[start of PROVIDED DATA]

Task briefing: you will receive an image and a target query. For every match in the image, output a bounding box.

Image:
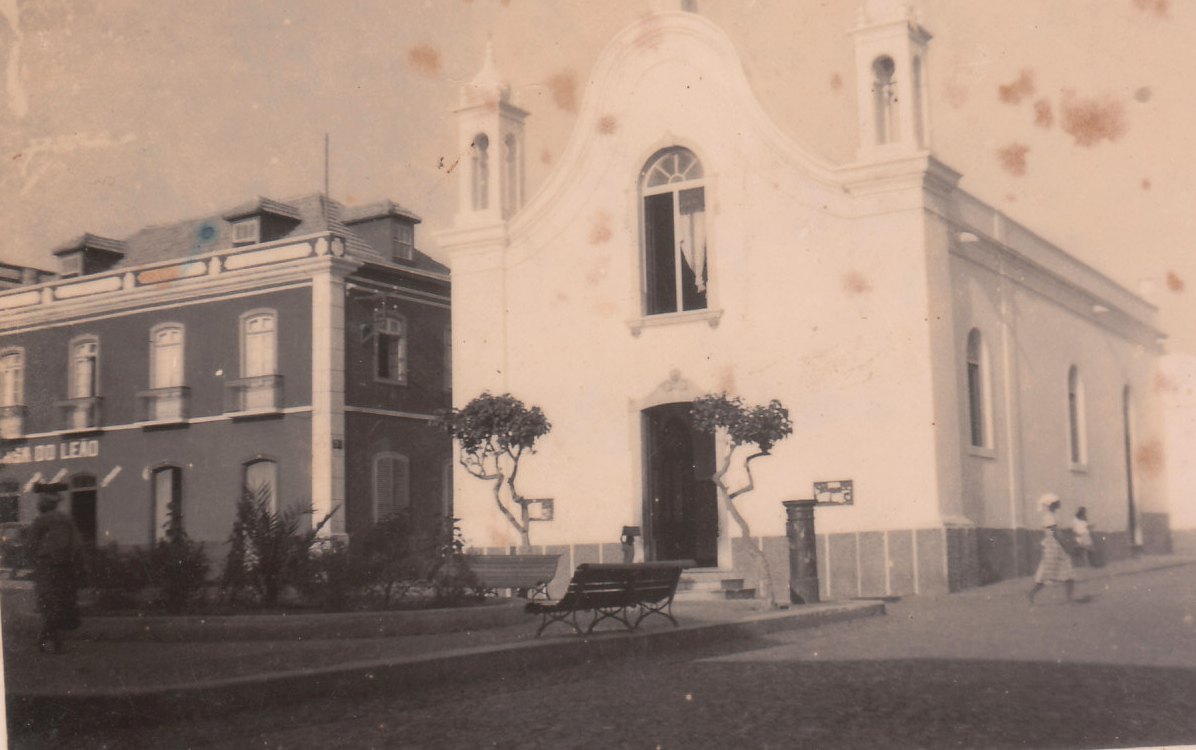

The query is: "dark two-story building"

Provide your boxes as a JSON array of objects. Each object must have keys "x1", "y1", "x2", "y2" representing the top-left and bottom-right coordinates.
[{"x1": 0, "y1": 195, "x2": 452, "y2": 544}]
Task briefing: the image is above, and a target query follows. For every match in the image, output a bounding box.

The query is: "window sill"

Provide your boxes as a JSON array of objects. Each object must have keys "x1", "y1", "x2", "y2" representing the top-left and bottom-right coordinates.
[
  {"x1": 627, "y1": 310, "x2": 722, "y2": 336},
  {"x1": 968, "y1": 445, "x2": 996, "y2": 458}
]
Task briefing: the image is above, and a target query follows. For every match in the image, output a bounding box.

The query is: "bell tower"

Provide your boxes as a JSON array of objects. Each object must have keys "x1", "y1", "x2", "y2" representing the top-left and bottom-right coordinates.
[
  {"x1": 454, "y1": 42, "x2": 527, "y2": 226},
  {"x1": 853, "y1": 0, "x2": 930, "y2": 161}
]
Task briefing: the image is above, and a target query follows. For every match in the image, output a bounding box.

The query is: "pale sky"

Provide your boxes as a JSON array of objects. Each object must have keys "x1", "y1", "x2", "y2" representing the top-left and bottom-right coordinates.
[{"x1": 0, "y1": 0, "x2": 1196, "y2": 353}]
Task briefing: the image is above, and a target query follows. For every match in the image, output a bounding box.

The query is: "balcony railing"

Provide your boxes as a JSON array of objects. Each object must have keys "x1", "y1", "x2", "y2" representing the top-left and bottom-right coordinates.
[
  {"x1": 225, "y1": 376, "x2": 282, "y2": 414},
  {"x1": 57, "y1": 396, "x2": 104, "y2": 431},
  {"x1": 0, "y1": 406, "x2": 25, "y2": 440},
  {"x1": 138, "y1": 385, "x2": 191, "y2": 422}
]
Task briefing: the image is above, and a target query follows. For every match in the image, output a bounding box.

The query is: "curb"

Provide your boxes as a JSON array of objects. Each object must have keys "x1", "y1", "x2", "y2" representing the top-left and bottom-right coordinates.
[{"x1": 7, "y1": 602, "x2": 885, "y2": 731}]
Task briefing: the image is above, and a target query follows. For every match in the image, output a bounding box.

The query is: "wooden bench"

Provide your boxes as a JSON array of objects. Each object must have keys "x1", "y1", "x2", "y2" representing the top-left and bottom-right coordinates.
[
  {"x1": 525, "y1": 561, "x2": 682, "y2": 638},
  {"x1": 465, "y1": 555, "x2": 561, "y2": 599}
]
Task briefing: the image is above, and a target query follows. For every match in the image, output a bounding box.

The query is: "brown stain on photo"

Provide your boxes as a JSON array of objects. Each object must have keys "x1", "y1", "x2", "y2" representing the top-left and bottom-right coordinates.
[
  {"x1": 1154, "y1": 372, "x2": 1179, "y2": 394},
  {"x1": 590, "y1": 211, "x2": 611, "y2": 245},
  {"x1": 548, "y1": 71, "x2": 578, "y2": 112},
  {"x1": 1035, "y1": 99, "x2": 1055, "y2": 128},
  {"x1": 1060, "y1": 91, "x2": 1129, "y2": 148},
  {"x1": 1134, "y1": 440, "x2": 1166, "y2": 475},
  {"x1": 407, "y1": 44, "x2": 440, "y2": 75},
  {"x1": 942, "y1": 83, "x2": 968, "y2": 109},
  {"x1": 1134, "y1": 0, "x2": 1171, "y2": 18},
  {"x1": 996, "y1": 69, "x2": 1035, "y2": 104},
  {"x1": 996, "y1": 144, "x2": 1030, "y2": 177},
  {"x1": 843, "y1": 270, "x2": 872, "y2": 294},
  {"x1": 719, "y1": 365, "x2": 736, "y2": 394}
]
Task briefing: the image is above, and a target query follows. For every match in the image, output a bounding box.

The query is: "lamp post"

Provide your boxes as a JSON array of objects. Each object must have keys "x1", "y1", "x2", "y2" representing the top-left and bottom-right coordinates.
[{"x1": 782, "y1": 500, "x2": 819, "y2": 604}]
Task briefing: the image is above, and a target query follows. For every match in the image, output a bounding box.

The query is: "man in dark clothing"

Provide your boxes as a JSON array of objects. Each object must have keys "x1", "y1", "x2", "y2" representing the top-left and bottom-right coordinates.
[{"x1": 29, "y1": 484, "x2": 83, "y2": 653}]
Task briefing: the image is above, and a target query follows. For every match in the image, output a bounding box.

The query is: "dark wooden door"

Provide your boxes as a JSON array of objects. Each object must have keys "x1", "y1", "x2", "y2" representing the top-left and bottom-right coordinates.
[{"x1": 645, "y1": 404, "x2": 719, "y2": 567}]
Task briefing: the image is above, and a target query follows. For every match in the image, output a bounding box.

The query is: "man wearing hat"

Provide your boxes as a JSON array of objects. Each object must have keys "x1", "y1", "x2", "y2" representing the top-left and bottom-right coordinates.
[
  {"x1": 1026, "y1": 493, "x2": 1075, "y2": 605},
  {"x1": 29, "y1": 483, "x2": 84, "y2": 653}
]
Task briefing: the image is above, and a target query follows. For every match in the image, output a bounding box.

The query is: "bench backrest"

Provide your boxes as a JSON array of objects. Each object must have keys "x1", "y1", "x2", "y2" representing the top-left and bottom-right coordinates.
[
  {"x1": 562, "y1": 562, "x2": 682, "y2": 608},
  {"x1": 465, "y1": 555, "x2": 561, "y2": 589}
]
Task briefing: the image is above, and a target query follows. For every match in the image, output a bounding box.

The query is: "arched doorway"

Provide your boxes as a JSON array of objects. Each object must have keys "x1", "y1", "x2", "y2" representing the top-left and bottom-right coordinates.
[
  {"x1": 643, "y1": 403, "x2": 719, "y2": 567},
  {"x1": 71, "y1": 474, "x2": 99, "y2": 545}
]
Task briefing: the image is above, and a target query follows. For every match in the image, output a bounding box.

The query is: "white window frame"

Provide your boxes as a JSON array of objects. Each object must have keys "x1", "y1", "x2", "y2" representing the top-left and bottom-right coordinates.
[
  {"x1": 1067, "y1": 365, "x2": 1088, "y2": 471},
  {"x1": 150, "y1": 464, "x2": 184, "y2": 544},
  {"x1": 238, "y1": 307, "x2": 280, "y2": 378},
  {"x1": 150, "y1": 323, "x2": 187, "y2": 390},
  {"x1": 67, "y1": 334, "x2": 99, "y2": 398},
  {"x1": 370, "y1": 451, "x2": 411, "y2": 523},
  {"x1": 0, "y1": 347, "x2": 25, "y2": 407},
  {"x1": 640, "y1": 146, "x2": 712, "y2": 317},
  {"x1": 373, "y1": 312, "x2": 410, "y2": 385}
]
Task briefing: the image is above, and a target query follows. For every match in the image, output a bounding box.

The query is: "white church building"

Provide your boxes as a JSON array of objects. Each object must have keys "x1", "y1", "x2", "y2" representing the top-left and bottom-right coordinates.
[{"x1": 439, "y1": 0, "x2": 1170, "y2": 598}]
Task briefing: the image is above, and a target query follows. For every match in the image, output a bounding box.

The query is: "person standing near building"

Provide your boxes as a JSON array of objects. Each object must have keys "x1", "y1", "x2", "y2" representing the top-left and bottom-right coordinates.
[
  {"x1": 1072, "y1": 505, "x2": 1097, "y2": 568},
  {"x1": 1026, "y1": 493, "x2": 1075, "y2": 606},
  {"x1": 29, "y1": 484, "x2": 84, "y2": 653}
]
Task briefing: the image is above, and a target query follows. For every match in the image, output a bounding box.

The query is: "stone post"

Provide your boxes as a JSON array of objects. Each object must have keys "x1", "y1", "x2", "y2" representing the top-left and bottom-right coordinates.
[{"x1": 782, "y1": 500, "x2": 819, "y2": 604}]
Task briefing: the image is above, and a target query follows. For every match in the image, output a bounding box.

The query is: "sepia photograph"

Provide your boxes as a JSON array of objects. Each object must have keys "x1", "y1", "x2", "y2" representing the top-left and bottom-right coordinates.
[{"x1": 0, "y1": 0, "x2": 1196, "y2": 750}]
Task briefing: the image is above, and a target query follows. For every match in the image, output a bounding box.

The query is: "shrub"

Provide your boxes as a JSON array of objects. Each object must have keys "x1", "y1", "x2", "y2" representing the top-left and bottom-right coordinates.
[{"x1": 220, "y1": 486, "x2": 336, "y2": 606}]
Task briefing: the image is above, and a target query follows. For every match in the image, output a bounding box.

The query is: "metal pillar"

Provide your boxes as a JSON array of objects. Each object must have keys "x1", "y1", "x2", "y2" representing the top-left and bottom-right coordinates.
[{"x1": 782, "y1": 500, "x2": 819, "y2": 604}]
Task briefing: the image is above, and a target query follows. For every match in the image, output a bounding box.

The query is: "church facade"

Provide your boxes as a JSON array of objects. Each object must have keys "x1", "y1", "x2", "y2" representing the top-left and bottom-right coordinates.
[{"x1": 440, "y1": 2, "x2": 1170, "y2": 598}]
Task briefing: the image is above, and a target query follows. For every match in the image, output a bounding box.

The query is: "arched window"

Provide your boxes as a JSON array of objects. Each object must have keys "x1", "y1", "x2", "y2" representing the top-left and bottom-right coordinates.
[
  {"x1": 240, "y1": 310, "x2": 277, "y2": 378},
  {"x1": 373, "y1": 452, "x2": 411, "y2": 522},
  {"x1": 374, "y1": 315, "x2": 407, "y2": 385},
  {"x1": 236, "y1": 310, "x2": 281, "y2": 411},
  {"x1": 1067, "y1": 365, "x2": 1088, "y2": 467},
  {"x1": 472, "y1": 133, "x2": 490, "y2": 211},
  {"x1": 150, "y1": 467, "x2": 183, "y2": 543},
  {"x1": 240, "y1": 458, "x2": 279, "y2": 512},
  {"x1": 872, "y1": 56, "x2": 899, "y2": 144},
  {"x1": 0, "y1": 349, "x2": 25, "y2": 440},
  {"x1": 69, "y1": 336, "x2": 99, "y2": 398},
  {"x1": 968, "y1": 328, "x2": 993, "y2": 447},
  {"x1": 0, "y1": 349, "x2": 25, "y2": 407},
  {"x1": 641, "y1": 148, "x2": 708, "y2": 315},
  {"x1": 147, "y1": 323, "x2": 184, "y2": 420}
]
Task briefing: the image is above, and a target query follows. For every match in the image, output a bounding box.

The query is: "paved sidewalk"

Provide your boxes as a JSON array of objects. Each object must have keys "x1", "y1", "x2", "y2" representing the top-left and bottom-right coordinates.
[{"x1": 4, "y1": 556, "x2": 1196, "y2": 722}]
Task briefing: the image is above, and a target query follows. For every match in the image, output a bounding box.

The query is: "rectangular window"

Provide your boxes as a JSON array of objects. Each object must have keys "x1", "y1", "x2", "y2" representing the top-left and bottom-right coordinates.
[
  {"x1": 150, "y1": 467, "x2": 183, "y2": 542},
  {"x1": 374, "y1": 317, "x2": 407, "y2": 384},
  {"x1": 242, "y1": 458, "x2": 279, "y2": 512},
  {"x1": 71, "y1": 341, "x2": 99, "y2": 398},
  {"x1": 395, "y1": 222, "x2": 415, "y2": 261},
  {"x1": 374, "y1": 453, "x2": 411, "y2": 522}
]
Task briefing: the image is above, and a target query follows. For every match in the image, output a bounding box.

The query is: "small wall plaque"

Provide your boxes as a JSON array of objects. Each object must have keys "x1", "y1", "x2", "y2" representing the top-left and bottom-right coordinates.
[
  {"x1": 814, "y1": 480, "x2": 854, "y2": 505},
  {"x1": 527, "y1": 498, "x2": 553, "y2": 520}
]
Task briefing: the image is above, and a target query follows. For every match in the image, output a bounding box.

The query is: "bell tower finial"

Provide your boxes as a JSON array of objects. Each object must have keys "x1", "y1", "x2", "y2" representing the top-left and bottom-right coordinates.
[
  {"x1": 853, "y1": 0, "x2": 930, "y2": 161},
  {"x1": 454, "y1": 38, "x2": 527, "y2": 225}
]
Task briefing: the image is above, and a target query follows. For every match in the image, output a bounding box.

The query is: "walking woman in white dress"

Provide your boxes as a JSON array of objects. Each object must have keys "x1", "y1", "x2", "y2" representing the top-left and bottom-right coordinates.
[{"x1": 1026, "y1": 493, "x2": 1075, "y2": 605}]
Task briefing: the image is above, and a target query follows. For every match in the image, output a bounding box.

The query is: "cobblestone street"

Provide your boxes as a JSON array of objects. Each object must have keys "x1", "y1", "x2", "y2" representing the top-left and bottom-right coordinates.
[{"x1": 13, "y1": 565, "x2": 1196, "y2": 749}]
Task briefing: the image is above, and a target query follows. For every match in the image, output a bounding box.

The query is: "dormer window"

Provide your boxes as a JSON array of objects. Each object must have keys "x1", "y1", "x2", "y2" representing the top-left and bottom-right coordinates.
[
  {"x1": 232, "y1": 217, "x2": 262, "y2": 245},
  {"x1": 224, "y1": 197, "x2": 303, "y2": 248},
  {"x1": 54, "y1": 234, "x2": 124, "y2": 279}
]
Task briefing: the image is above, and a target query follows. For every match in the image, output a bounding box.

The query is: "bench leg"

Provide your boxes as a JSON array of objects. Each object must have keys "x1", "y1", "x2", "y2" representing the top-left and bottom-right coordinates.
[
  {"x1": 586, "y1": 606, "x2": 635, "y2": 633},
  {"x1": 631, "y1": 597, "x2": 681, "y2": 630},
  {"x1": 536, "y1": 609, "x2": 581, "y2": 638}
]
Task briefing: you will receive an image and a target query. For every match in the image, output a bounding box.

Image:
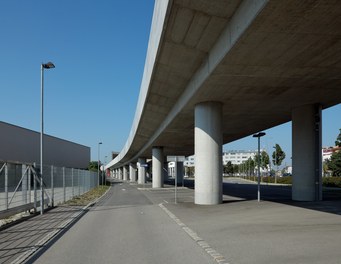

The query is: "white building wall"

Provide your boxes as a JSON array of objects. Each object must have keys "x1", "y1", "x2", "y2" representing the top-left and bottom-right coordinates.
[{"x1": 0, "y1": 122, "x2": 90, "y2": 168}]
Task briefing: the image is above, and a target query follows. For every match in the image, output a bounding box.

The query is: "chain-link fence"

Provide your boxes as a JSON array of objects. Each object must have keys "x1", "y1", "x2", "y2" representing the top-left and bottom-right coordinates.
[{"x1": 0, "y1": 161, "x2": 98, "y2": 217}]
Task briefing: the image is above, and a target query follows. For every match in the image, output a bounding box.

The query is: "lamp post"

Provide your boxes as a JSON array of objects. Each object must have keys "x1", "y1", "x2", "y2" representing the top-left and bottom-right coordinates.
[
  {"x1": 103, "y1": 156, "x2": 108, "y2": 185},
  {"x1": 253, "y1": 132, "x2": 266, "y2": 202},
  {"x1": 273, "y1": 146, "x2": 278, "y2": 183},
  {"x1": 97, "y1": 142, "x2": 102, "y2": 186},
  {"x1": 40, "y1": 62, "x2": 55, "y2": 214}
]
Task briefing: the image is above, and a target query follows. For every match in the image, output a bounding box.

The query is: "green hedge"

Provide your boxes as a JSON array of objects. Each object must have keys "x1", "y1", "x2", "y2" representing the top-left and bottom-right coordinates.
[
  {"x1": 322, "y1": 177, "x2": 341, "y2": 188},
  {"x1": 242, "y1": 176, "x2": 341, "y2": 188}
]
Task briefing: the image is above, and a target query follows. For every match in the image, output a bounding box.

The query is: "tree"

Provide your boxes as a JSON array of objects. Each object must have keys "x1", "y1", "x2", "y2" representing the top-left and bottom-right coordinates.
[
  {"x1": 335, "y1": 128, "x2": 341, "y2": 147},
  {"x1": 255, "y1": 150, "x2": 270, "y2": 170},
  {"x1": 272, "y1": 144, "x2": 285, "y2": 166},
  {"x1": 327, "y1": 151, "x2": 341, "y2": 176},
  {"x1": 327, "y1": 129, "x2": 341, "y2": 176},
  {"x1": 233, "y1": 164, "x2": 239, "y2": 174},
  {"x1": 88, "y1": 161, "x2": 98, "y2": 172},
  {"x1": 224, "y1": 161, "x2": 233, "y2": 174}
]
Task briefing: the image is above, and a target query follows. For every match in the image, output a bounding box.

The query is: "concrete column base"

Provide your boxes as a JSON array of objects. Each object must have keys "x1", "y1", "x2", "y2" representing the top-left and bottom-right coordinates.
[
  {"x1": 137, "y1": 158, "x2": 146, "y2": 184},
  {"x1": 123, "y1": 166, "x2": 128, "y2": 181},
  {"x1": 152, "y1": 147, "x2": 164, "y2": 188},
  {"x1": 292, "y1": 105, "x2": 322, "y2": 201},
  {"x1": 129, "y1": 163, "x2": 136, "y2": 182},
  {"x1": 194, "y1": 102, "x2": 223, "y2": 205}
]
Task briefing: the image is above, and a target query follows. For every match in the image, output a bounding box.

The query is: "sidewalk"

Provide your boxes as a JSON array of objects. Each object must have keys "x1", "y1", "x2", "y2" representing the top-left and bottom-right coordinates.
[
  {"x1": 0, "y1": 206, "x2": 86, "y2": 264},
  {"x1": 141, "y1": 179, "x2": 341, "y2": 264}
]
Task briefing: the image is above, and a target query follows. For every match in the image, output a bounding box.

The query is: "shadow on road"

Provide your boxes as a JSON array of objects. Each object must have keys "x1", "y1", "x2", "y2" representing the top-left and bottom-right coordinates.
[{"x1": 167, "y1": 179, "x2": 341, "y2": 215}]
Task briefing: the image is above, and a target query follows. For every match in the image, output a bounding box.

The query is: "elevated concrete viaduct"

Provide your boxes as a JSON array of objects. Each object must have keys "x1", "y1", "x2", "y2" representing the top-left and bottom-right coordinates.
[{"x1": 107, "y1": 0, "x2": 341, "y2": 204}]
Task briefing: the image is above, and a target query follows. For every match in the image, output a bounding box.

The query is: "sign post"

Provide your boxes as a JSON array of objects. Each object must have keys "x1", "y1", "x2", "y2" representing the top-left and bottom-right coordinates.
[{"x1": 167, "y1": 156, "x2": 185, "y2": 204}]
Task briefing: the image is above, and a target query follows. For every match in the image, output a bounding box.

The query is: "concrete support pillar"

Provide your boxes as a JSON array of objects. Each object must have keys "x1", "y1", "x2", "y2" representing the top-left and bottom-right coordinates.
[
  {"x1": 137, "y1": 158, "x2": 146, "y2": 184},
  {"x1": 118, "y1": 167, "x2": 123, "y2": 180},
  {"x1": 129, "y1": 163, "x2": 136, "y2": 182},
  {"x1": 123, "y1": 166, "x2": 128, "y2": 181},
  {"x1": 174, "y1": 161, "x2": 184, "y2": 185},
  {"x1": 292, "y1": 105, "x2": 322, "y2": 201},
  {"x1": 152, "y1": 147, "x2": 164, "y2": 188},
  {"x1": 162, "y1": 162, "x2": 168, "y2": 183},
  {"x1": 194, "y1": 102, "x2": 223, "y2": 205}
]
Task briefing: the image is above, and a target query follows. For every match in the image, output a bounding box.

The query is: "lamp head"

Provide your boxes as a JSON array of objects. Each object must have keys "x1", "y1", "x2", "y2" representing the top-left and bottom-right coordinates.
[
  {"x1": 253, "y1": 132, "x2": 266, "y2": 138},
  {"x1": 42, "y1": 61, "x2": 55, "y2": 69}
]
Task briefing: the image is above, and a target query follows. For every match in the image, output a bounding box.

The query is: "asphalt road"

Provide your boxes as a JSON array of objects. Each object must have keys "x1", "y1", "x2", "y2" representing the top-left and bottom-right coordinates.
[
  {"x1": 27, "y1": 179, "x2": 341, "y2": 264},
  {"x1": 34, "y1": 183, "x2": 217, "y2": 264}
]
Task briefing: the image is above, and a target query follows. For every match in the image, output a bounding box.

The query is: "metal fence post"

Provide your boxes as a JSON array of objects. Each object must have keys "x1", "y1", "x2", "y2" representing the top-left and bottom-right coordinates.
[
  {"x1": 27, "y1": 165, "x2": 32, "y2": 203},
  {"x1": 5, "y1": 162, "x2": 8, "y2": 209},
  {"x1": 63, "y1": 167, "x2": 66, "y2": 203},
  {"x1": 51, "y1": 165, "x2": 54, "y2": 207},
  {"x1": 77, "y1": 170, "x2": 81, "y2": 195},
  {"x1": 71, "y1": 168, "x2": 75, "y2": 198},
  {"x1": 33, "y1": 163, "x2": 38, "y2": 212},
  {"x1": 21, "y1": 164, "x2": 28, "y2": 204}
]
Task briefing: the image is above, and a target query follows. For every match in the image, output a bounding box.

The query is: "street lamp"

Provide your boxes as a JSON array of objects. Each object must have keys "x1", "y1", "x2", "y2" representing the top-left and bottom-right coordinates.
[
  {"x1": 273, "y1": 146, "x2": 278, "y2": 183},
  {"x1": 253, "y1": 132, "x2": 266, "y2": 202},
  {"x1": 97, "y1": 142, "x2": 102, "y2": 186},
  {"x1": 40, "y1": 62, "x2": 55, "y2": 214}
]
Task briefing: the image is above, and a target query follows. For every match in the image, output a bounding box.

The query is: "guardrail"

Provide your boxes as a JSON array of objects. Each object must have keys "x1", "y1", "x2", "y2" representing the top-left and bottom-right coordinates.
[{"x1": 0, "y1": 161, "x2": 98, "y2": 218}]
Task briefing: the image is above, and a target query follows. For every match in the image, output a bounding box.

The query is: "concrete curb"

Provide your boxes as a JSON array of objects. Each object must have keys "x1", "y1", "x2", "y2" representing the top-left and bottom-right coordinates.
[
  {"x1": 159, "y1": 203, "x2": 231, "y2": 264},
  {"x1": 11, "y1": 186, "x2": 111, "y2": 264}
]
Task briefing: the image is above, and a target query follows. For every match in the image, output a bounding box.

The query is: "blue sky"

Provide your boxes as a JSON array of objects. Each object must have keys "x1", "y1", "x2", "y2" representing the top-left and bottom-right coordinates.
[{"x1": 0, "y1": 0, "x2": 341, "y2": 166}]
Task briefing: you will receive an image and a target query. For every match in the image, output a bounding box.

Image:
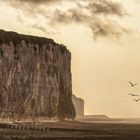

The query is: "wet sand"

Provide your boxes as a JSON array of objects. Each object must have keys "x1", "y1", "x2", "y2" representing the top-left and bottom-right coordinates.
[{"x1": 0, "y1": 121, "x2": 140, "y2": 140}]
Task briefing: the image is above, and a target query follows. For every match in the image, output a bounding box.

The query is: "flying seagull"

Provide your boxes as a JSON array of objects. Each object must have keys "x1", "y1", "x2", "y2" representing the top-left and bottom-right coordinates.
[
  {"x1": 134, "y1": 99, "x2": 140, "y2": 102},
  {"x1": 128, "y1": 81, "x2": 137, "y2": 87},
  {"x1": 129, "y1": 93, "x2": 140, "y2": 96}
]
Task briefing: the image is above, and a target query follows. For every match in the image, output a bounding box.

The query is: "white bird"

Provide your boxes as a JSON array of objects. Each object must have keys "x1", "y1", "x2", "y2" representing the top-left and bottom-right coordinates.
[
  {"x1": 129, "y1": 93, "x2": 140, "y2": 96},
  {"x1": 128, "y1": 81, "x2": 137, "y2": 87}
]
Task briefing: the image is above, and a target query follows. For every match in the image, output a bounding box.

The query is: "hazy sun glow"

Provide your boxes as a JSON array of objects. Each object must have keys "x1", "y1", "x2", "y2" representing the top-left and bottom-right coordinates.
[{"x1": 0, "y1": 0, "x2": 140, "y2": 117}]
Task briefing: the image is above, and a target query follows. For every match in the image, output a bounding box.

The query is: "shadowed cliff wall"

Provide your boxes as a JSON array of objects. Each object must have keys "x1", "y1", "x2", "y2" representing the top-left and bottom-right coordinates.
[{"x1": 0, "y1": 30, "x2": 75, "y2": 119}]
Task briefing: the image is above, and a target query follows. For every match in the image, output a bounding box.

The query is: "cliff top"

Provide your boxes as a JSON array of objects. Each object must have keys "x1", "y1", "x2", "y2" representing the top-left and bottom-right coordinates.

[end of PROVIDED DATA]

| REQUIRED WORK |
Filter the listing above and copy out each line containing the word "building".

| REPLY |
The query is: "dark two-story building"
The query is: "white church building"
The query is: "person standing near building"
The query is: "white building wall"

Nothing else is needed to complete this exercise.